→ Texto para leitura
::::

Agora, se me pede outra vez uma avaliação política, eu sei fazer essa avaliação política. Evidentemente
que sei que uma situação política em que há um Governo e o principal partido da oposição usa um contrato
como a pedra de toque para o ataque ao Governo, é uma situação política que, nos seus termos, não torna
esse diálogo fácil.
(…)
Agora, o acordo não é um acordo decidido pelo tribunal arbitral. Foi constituído um tribunal arbitral e, como
estava constituído um tribunal arbitral, o acordo entre as partes teve de ser submetido a homologação do
tribunal arbitral, que fez uma homologação formal, como lhe competia, dizendo algo do género: não
verificámos aqui nenhuma ilegalidade e, portanto, homologamos o acordo.
E chamo a atenção para que a lógica do acordo, os termos do acordo são estes: os Estaleiros devolveram
as verbas que tinham sido adiantadas. Repito, nos termos do acordo, os Estaleiros devolveram as verbas que
tinham sido adiantadas, isto é, 32 milhões de euros (isto, em número redondos, mas, depois, se houver mais
algum episódio parlamentar, poderei dar os números certos) relativos ao Atlântida e 7 milhões de euros
relativos ao Anticiclone — é que o Atlântida era o protótipo e, a partir daí, o processo era replicável.
Os Estaleiros ficaram com a disponibilidade plena do navio construído e do navio em construção. A
expectativa dos Estaleiros, tal como comunicada ao Tesouro, é que a de havia interessados no Atlântida
(aliás, já tinham visitado o Atlântida). A venda não era concretizável no imediato e daí ser preciso contrair o
empréstimo, e daí ser preciso a autorização do acionista para a contração desse empréstimo.
O armador renunciava aos direitos contratuais, incluindo a execução da garantia bancária…”82
O Sr. Dr. Fernando Geraldes, Presidente do Conselho de Administração dos ENVC, entre abril de 2004 e
março de 2007, ouvido na CPI, falou sobre o Atlântida, em resposta ao Sr. Deputado Rui Paulo Figueiredo:
“(…) Quanto ao contrato, acho que a pessoa mais indicada para responder, porque ele tinha a área
financeira e a área comercial (foi o pelouro que lhe foi distribuído, na altura, pela EMPORDEF), era um colega
meu que estava na administração, o Adriano Telles de Menezes, e que se encarregou basicamente da
negociação desse contrato dos Açores. Tenho a ideia de que ele nunca chegou a levar esse contrato a
conselho de administração, quando eu estava lá, porque dizia que havia umas alterações. Penso que até o
levou posteriormente a conselho de administração, mas eu já não estava lá.”83
Consubstanciado pela resposta dada ao Sr. Deputado Abel Baptista:
“(…) Quem tinha o pelouro da área comercial era o meu colega de administração, o Adriano. Ele teve um
mandato porque eram precisas duas assinaturas para que se pudesse fechar contrato com essa empresa dos
Açores.

::::

→ Tarefa proposta A
Por favor, transcreva sem alterações as linhas de dados desde a linha que contém "Can you tell me where the cyclist in green" até à linha que contém "[166,92,368,400]", incluindo ambas.
O texto sobre o navio Atlântida e as linhas de dados não têm relação entre si.

→ Linhas de dados
::::

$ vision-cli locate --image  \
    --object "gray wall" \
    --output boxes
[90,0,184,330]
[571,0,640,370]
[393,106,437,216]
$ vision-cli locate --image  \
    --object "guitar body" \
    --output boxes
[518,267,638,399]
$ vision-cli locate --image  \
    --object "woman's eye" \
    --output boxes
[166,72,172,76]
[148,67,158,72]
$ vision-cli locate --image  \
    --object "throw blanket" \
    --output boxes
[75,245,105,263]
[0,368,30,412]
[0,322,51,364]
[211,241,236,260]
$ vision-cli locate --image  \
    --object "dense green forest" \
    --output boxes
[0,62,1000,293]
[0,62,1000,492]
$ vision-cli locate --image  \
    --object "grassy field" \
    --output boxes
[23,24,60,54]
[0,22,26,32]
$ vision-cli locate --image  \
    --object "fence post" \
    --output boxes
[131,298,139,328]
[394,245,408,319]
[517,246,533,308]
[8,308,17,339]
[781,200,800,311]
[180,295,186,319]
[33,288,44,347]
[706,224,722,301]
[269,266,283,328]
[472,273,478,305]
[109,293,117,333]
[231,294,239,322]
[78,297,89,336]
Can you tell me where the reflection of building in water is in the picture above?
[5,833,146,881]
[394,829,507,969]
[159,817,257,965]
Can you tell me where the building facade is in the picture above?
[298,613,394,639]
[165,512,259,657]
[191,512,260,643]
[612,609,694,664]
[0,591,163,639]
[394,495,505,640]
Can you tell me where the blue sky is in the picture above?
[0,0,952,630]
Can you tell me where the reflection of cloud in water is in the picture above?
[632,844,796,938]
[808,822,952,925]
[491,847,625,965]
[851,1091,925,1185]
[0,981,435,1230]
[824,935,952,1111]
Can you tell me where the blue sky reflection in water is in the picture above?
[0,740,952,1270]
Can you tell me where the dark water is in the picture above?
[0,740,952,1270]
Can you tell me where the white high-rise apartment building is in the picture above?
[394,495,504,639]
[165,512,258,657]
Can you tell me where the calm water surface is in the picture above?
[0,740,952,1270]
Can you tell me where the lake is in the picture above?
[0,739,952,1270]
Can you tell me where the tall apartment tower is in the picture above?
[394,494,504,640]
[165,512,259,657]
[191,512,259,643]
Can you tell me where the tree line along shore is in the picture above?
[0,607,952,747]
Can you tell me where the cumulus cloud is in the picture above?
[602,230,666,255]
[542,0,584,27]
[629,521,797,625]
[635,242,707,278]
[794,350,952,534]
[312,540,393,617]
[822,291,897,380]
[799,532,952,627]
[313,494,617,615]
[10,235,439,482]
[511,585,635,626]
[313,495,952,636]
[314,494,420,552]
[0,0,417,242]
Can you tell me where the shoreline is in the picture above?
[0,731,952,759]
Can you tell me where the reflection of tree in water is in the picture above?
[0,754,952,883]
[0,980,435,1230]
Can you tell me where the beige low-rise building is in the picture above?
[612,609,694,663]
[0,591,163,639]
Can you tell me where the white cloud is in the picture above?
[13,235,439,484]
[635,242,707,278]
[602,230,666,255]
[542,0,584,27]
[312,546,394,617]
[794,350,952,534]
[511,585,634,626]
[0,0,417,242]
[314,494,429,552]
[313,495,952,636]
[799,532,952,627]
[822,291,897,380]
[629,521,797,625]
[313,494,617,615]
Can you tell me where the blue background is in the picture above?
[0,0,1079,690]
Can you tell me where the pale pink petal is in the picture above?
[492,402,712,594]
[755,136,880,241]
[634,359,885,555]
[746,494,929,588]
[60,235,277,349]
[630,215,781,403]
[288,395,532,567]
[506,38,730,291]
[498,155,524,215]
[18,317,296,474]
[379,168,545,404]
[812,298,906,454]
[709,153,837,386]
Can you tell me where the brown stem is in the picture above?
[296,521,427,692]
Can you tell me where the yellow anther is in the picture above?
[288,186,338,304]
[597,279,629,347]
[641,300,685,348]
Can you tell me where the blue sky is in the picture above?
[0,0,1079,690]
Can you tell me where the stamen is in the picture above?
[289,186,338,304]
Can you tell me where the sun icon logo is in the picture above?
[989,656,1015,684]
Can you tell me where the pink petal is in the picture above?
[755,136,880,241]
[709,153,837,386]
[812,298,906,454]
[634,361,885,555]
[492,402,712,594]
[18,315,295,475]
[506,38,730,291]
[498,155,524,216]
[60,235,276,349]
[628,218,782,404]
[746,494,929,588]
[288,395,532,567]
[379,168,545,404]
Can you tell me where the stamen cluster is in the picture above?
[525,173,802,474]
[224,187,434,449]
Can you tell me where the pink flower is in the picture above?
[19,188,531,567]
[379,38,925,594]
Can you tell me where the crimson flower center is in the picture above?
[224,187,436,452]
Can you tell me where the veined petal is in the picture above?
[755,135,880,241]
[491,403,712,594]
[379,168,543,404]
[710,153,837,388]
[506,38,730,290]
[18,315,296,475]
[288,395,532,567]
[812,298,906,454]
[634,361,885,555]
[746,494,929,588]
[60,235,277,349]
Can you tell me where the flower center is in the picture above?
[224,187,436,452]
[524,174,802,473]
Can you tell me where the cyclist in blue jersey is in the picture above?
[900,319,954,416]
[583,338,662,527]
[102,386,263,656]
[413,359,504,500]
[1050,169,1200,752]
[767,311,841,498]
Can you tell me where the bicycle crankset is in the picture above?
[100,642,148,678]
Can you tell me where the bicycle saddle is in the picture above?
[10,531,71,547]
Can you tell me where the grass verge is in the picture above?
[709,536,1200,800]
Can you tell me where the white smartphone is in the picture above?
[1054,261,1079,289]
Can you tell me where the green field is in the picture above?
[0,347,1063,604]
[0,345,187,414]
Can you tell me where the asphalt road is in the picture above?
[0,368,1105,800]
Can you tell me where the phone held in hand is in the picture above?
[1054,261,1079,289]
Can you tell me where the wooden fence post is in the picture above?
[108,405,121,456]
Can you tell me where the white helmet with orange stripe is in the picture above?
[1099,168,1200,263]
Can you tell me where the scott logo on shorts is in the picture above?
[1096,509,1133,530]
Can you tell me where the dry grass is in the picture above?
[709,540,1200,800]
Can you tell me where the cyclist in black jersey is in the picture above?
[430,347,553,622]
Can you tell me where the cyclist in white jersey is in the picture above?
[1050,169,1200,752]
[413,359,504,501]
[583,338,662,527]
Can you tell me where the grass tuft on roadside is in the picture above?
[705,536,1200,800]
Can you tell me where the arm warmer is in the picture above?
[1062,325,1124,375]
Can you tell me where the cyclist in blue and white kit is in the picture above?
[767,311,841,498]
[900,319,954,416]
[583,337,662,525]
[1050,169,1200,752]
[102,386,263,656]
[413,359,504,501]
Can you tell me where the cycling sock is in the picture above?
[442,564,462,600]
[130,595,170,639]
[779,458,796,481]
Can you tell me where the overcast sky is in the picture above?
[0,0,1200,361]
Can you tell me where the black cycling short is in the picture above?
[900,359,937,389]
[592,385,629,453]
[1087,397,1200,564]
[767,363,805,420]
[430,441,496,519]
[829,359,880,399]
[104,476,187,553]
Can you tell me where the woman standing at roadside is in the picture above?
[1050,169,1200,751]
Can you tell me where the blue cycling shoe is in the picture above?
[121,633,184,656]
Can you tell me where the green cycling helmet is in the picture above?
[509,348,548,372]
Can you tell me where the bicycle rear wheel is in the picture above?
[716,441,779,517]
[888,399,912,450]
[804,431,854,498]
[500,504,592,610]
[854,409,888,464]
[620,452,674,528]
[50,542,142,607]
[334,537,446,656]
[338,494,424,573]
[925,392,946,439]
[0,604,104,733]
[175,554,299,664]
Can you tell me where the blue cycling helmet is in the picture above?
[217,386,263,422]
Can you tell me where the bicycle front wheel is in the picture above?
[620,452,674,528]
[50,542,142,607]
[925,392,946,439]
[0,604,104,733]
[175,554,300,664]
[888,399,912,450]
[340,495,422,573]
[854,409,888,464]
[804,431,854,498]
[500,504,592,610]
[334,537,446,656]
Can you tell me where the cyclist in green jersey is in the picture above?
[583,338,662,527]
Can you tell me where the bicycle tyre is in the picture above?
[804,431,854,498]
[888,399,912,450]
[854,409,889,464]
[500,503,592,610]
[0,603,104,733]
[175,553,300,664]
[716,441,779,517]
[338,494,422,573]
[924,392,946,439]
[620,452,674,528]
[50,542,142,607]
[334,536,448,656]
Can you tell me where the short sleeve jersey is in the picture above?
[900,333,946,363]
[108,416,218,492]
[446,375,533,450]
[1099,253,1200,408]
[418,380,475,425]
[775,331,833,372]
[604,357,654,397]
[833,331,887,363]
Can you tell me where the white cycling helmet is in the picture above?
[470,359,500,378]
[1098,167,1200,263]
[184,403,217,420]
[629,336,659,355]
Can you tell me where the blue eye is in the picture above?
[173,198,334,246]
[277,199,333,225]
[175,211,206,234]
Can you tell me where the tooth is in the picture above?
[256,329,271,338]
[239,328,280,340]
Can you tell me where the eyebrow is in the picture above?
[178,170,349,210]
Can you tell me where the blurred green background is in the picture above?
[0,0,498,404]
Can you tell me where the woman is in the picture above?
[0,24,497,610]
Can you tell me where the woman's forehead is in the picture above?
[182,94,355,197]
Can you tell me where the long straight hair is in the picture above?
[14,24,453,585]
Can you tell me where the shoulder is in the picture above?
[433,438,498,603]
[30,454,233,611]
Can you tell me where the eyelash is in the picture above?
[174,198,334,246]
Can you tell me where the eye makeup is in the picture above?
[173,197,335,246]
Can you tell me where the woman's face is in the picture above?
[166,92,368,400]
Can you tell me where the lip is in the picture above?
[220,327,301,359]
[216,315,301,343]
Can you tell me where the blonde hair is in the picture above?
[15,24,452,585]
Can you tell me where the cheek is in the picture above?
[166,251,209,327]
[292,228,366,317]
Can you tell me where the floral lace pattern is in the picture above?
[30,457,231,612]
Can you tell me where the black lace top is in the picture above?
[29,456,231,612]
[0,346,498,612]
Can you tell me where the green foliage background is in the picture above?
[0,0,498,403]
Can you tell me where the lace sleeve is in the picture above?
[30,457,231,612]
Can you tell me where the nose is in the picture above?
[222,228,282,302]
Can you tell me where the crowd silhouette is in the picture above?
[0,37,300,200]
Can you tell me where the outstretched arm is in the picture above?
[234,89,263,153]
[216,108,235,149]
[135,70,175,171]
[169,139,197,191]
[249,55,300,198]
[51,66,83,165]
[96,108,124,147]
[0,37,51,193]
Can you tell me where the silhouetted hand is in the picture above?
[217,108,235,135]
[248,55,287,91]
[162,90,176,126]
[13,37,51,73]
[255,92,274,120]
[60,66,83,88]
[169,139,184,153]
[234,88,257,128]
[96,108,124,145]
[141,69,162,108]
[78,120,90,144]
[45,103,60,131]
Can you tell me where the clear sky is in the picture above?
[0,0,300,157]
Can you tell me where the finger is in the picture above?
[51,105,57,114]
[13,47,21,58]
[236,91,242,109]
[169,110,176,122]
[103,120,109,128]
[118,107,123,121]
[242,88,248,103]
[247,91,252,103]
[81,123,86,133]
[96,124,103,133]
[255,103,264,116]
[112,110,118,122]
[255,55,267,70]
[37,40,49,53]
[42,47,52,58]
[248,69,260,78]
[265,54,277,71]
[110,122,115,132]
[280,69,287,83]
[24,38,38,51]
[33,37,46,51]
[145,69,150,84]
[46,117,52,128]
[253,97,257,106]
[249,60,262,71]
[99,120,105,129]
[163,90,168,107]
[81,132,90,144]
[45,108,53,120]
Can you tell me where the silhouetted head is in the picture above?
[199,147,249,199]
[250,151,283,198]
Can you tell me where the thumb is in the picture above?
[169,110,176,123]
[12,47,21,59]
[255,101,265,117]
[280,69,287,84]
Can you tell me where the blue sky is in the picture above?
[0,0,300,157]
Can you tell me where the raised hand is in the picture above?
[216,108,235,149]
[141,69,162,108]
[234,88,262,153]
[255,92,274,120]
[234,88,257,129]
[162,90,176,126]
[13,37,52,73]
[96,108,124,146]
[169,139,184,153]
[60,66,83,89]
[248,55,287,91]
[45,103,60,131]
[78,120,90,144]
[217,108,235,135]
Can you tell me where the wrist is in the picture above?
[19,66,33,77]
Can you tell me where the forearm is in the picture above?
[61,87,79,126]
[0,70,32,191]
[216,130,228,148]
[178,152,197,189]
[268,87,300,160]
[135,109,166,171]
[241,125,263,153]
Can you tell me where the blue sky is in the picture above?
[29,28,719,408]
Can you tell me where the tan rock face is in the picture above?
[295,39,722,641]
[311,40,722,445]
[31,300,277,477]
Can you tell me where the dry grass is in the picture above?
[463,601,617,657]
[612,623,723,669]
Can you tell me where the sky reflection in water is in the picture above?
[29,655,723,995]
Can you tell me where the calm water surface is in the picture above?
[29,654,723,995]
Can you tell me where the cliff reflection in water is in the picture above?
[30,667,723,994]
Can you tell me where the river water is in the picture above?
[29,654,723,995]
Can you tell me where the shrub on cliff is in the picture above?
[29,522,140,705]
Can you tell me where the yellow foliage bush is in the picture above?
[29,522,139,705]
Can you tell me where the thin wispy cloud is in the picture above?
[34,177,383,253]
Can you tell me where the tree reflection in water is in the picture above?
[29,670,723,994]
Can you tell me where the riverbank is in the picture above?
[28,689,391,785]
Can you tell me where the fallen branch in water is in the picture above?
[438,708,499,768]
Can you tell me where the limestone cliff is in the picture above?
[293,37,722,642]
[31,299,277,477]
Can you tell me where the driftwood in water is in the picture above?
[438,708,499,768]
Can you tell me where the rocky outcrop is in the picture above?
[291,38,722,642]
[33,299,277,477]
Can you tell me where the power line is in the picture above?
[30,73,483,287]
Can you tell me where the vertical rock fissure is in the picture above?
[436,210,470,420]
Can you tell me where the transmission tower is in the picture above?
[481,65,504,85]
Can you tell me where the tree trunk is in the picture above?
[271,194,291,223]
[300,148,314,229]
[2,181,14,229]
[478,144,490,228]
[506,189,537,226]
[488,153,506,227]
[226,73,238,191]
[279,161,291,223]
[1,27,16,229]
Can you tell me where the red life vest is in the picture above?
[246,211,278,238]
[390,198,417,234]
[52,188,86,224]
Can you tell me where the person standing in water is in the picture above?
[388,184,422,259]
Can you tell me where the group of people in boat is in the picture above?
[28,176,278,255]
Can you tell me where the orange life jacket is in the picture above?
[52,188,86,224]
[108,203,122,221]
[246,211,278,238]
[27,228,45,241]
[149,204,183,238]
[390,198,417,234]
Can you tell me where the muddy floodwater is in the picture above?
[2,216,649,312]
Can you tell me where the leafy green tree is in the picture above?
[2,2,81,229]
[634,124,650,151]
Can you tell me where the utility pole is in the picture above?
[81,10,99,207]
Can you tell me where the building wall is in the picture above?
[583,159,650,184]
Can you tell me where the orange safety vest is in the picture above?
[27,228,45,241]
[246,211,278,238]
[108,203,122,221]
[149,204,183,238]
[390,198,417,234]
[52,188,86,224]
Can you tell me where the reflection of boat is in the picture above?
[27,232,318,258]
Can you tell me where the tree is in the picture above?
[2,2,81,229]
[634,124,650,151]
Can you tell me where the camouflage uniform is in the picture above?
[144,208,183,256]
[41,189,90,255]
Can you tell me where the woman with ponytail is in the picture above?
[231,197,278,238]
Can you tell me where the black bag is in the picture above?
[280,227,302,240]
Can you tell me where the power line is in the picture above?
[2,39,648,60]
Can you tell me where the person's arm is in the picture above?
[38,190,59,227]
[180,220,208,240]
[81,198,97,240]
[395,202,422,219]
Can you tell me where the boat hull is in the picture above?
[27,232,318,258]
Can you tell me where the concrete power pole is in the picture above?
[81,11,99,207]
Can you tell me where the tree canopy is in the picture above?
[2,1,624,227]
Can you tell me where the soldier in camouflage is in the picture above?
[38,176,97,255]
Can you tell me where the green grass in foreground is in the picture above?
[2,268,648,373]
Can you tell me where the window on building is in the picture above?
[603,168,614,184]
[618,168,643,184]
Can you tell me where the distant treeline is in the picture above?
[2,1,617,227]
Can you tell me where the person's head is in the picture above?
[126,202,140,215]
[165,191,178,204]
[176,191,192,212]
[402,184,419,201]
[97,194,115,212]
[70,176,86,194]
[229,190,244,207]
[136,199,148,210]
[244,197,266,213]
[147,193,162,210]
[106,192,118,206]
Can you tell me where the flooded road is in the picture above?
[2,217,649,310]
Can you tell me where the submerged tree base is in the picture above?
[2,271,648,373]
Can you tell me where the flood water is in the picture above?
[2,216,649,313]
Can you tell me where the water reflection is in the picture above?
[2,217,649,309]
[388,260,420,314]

::::

→ Tarefa proposta B
Escreva a continuação do texto sobre o navio Atlântida, começando depois da última frase apresentada.

→ Resultado da tarefa A
Can you tell me where the cyclist in green jersey is in the picture above?
[583,338,662,527]
Can you tell me where the bicycle tyre is in the picture above?
[804,431,854,498]
[888,399,912,450]
[854,409,889,464]
[500,503,592,610]
[0,603,104,733]
[175,553,300,664]
[716,441,779,517]
[338,494,422,573]
[924,392,946,439]
[620,452,674,528]
[50,542,142,607]
[334,536,448,656]
Can you tell me where the short sleeve jersey is in the picture above?
[900,333,946,363]
[108,416,218,492]
[446,375,533,450]
[1099,253,1200,408]
[418,380,475,425]
[775,331,833,372]
[604,357,654,397]
[833,331,887,363]
Can you tell me where the white cycling helmet is in the picture above?
[470,359,500,378]
[1098,167,1200,263]
[184,403,217,420]
[629,336,659,355]
Can you tell me where the blue eye is in the picture above?
[173,198,334,246]
[277,199,333,225]
[175,211,206,234]
Can you tell me where the tooth is in the picture above?
[256,329,271,338]
[239,328,280,340]
Can you tell me where the eyebrow is in the picture above?
[178,170,349,210]
Can you tell me where the blurred green background is in the picture above?
[0,0,498,404]
Can you tell me where the woman is in the picture above?
[0,24,497,610]
Can you tell me where the woman's forehead is in the picture above?
[182,94,355,197]
Can you tell me where the long straight hair is in the picture above?
[14,24,453,585]
Can you tell me where the shoulder is in the picture above?
[433,438,498,603]
[30,454,233,611]
Can you tell me where the eyelash is in the picture above?
[174,198,334,246]
Can you tell me where the eye makeup is in the picture above?
[173,197,335,246]
Can you tell me where the woman's face is in the picture above?
[166,92,368,400]

→ Resultado da tarefa B
Depois de o meu colega ter fechado o contrato, eu disse-lhe: «Eh pá, traz o contrato ao conselho de
administração» e ele respondeu «Eu trago o contrato, mas como há várias alterações que vão ser efetuadas,
levo tudo no fim». E eu disse: «Muito bem, não tem problema absolutamente nenhum». Mas, tanto quanto me
lembro, ele não o levou, pelo menos até março — eu saí em março —, a conselho de administração, aliás, não
só o contrato, como as alterações que foram efetuadas com a entidade dos Açores.”84
82
Cfr. Ata da audição da CPIENVC, de 1 de abril de 2014, Ministro da Defesa Nacional do XVIII Governo Constitucional, Sr. Prof. Augusto
Santos Silva, págs. 80-83. 83
Cfr. Ata da audição da CPIENVC, de 29 de abril de 2014, Presidente do Conselho de Administração da ENVC de 2004 a 2007, Sr. Dr.
Manuel Fernando Geraldes, pág. 23. 84
Cfr. Ata da audição da CPIENVC, de 29 de abril de 2014, Presidente do Conselho de Administração da ENVC de 2004 a 2007, Sr. Dr.
Manuel Fernando Geraldes, pág. 34.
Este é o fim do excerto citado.